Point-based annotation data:
(begin)

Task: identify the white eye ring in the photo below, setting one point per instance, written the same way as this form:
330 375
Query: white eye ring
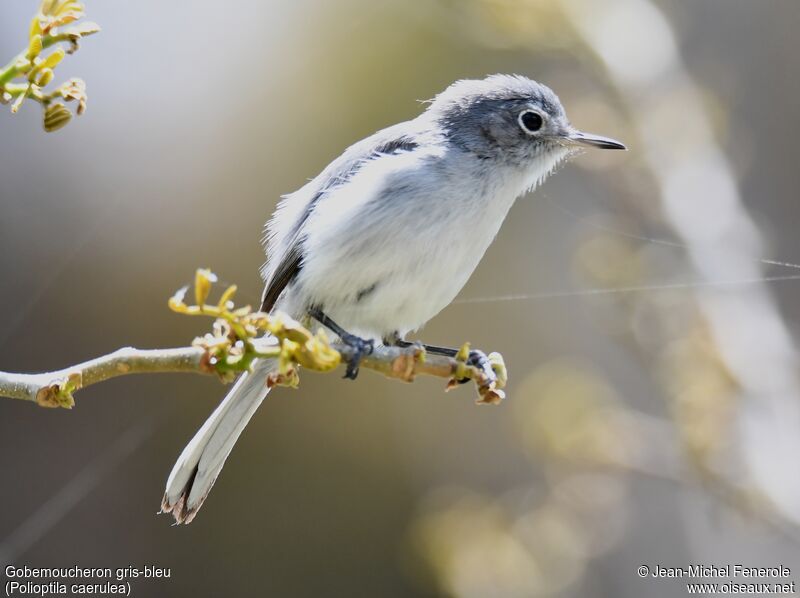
530 121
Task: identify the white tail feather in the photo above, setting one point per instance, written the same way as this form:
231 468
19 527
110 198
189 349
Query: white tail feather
201 461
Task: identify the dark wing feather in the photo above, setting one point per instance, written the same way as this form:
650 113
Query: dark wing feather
387 141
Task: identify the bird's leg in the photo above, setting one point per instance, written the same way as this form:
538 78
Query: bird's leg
476 358
360 346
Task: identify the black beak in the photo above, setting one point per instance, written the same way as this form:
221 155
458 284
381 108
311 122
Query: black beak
580 138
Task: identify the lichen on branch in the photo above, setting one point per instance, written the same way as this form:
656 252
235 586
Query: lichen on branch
237 338
32 70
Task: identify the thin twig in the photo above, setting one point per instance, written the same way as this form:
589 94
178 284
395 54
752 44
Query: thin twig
55 389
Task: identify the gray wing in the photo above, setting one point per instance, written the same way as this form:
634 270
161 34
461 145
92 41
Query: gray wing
285 248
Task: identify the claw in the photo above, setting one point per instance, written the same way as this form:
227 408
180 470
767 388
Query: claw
361 347
479 360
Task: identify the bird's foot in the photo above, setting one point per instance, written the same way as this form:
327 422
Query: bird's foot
361 347
479 360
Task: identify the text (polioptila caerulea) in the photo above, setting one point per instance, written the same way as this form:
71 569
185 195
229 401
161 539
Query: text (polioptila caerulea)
387 235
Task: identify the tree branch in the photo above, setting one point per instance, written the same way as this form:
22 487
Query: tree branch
239 337
55 389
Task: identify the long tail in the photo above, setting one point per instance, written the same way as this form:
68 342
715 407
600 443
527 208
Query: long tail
201 461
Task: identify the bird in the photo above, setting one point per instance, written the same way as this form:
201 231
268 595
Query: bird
387 235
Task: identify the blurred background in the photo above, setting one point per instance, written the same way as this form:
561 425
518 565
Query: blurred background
639 299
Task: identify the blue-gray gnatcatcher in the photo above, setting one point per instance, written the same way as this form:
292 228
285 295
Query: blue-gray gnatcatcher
388 234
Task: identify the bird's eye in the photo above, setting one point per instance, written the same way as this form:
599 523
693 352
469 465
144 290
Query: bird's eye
530 121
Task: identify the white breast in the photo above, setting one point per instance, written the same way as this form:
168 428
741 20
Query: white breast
391 248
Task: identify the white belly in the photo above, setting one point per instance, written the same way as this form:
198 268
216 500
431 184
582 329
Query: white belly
378 267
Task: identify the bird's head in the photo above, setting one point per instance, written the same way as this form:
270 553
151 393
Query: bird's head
511 119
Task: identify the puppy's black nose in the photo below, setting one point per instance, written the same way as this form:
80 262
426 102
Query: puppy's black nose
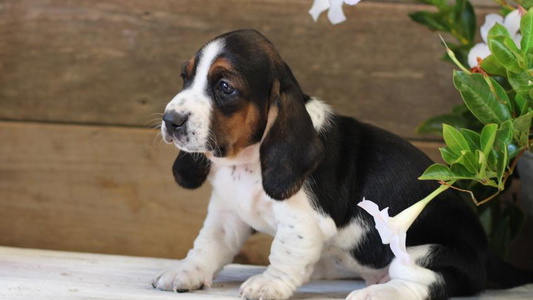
175 121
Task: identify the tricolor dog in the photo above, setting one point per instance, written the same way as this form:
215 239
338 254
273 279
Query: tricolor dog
283 163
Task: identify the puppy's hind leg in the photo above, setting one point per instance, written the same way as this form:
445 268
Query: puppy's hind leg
438 273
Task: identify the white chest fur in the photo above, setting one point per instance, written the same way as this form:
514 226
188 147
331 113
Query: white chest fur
238 185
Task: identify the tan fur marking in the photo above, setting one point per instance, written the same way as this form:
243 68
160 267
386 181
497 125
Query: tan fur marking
235 132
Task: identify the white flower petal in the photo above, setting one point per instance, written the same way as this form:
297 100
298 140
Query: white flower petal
512 22
352 2
402 221
381 218
335 13
517 39
480 50
397 246
490 21
319 6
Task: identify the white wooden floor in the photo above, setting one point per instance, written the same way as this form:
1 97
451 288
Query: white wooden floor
41 275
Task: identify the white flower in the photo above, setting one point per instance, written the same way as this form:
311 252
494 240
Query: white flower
511 22
335 13
393 230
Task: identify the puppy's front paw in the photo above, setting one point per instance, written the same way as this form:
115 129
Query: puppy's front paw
392 290
266 287
184 278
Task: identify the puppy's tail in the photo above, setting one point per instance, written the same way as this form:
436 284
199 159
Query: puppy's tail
501 275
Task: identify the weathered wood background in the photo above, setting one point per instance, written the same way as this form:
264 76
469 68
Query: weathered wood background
83 82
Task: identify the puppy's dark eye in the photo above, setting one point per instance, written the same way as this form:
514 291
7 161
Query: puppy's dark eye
225 88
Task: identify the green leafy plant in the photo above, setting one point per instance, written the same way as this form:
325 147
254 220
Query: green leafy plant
487 134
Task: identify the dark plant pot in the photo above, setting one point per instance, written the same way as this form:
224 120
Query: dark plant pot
525 169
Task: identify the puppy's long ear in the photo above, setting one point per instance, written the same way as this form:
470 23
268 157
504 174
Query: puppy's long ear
292 149
190 170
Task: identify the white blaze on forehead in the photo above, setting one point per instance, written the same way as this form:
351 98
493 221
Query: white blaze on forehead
207 57
195 103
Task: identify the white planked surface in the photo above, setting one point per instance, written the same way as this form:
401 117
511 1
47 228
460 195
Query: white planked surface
42 274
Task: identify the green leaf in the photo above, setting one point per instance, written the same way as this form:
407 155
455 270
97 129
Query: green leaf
526 29
448 156
522 128
454 139
434 21
491 65
504 49
437 172
503 162
479 98
504 135
461 172
527 4
521 82
466 20
469 161
488 136
522 104
472 138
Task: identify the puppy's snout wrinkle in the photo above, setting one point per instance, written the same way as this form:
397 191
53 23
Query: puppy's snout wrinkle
174 121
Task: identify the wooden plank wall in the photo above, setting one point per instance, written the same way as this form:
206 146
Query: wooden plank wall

(end)

EXERCISE OBJECTIVE.
None of the pictures should appear; repeat the records exactly otherwise.

SOLUTION TO THIS TASK.
Task: identify the white eye ring in the photo below, setting one point per instance, written the same way as this form:
330 375
Query: white eye ring
530 121
Task: identify the white tail feather in the photo above, setting one point per instance, written the same way as this form:
231 468
19 527
110 198
189 349
Query: white tail feather
201 461
Task: identify the dark wing feather in the photo above, setting one point per instance, written the same way as this form:
650 113
Query: dark wing feather
387 141
Task: identify the bird's leg in the photo above, setting one point per instance, written the same way as this form:
538 78
Query: bird's leg
476 358
360 346
Task: identify the black beak in the photo above, setting one point per instance, written the same way as this form:
221 155
458 284
381 108
311 122
Query: black beak
580 138
Task: identify the lichen on branch in the photo above, setting one point per instance, written the same way as this form:
656 252
235 586
Query: lichen on branch
237 338
32 70
Task: identify the thin twig in the photo above, setting one point per instance, written the same way as this form:
589 94
178 284
395 54
752 44
Query: thin twig
55 389
Task: identify the gray wing in the photo above, setting one point per instance, written the same way as this form:
634 270
161 34
461 145
92 41
Query: gray wing
285 248
Task: identify the claw in the photo above, setting one point per instance, written the same way as this form:
227 408
180 470
767 388
Query: claw
361 347
479 360
Task: identify the bird's foot in the photo above, setting one point per instance, written the same way as this form:
327 422
Query: bird's foot
361 347
479 360
Task: identify the text (polioptila caerulea) in the photo above, setting one point per instance, written the same way as this form:
71 569
185 195
229 401
161 539
Query: text (polioptila caerulea)
387 235
Task: identify the tree branch in the photo above, setting one point per instance, written the same way as this form:
22 487
Query: tree branch
239 337
55 389
Task: identify the long tail in the photo above, setting one point per instance, written the same way as this form:
68 342
715 407
600 443
527 208
Query: long tail
201 461
Task: identify the bird in the photo above, setting one point per instance, written the same way as this form:
201 231
268 595
Query: bird
387 235
Task: identify the blurred background in the photo above, setting one point per instance, written the same way as this form:
561 425
518 565
Query: blurred background
639 299
Task: identify the blue-gray gnatcatcher in the photo above, setting one point per instance, written the same way as this form:
292 228
285 295
Query: blue-gray gnatcatcher
388 234
Task: identify the bird's eye in the photo above, setting one point per instance, written the same way as this form:
599 523
693 352
469 465
144 290
Query: bird's eye
530 121
Task: identify the white breast in the photo above, setting one point per instance, written the same way as this form:
168 428
741 20
Query: white breast
391 248
Task: identify the white belly in the photo above, setting one point per instance, written the same way as this form:
198 268
216 500
431 184
582 329
Query: white belly
378 267
Task: identify the bird's head in the photo above, setting one point per instance, written the same way as this form:
270 553
151 393
Query: bird's head
511 119
Task: identify the puppy's black nose in the photo below, setting one point per instance, written the same way as this form:
80 262
426 102
Query: puppy's black nose
175 121
Task: identify the tricolor dog in the photo above, setting one point per instance, written the same way as this form:
215 239
338 254
273 279
Query: tricolor dog
283 163
Task: identify the puppy's hind leg in the photo above, setting one point per instance, written the same way as this form:
445 268
Query: puppy's hind leg
438 273
Task: identify the white chest fur in the photo above, setting one point per instance, written the same way as this form:
514 226
188 147
331 113
Query: white chest fur
238 185
Task: identify the tan fur marking in the photo above, setting one point per instance, written the same way as this form:
243 68
160 267
386 181
497 125
Query: tan fur marking
235 132
Task: identify the white flower petal in the photo above, setting one point per instance, written the same way as this form:
297 100
298 140
Query: white flower petal
512 22
352 2
402 221
381 218
335 13
517 39
480 50
397 246
490 21
319 6
Task: identify the white wooden floor in the photo above, setting one point per instance, written the same way as this form:
1 97
451 288
Query: white wooden floor
41 275
Task: identify the white flower in the photo above, setting one point per instance, written the same way as this form:
311 252
494 240
Query: white flower
511 22
335 13
393 230
Task: identify the puppy's front paw in the photo above, setting one point per instance, written the same way as this form:
115 129
Query: puppy's front paw
392 290
266 287
184 278
Task: identify the puppy's tail in the photo above, setting one point per instance, written the same way as this form:
436 284
199 159
Query: puppy's tail
501 275
Task: identify the weathered wood background in the photo above, setting one point per instance, written the same way as this form:
264 76
469 68
Query: weathered wood background
83 82
Task: identify the puppy's dark eye in the photo above, setting one point per instance, written the same way as this form:
514 291
7 161
Query: puppy's dark eye
225 88
Task: identify the green leafy plant in the photo above, setting one point per instance, written the same way as this form:
325 147
254 220
Query: green leafy plant
487 134
Task: identify the dark plant pot in the photo above, setting one point per instance, written the same way as this form:
224 120
Query: dark plant pot
525 169
Task: identify the puppy's long ear in the photo above, setting one point per instance, written the same way as this form:
470 23
268 157
504 174
Query: puppy's long ear
292 149
190 170
Task: identify the white blaze on forehead in the photo above, setting one point per instance, written the same way as this form:
351 98
493 221
Query: white blaze on forehead
207 57
195 103
Task: identify the white planked surface in the photo above, setting one point per instance, written the same way as this form:
401 117
511 1
47 228
460 195
Query: white planked surface
42 274
Task: identify the green leaf in the photo above, setting one point per instance, written the same way as this form:
407 155
455 270
97 129
Query: green leaf
526 29
448 156
522 128
454 139
434 21
491 65
504 49
437 172
503 162
479 98
504 135
461 172
527 4
521 82
466 20
469 161
488 136
522 104
472 138
Task: identify the puppy's snout wrinkle in the photo above, setting one point per instance, written the same way as this form:
397 191
53 23
Query: puppy's snout wrinkle
174 121
Task: identify the wooden plank wall in the photo above, setting one point per instance, written the same way as this form:
206 146
Query: wooden plank wall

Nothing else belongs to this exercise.